### [OBJECTIVE]
Retype the lines between the line holding "Where can the van wheel" and the line holding "Where can the van front", inclusive, exactly as they appear.

Items listed in a dataset
········
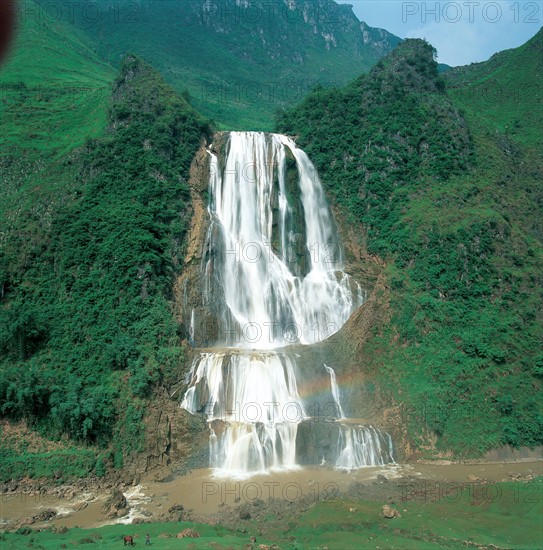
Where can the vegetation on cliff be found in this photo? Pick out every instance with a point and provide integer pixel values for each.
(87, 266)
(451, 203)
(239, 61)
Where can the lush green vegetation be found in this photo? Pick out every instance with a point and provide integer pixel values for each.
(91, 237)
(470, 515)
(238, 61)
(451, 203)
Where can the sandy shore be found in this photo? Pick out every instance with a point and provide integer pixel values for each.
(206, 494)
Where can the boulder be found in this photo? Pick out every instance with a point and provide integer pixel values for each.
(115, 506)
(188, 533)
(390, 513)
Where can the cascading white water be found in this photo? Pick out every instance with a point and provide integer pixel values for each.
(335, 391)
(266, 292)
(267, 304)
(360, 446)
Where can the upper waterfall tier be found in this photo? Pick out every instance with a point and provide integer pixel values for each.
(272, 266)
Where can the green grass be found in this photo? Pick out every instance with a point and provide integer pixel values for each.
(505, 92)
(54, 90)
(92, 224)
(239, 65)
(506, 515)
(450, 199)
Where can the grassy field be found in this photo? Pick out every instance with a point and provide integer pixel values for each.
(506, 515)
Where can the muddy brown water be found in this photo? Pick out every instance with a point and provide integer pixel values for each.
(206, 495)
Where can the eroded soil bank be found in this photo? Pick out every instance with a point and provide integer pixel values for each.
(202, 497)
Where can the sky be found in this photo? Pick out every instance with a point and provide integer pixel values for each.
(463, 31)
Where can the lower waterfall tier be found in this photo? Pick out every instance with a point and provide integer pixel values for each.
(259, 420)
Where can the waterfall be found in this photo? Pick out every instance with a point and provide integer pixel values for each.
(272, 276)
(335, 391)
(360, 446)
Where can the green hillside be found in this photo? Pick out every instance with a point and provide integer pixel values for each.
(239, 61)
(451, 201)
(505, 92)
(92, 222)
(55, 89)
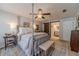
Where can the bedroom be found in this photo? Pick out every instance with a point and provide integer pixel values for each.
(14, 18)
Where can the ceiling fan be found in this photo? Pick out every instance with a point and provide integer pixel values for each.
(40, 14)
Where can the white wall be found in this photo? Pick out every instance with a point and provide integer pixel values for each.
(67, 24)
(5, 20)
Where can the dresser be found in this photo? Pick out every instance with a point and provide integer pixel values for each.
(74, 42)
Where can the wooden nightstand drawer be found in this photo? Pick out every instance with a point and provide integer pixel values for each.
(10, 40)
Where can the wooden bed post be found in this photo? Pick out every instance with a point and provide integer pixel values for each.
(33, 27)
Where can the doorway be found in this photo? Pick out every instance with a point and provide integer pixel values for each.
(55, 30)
········
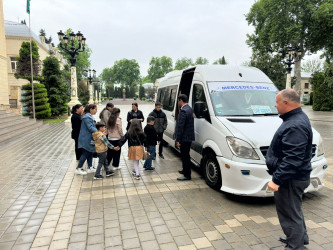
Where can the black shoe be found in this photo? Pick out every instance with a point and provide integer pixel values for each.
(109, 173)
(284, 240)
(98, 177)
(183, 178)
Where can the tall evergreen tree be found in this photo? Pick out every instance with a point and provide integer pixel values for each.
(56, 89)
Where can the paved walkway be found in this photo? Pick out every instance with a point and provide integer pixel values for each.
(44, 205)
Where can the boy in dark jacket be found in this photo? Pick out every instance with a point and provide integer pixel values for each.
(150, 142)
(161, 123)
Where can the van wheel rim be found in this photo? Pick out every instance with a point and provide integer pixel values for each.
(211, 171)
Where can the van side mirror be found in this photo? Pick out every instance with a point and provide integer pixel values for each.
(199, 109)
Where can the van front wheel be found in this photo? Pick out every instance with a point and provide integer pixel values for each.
········
### [EXERCISE RESULT]
Where can the van wheel rim be found in this photo? Pick out every instance with a point and provide integer pixel values for each.
(211, 171)
Where can the van side mirror be found in this photo? Pick out every instance with a point and provide integer pixel values for each.
(199, 109)
Where can the van front wheel be found in this photo? Pick out every instance with a point and provide integer pixel values for each.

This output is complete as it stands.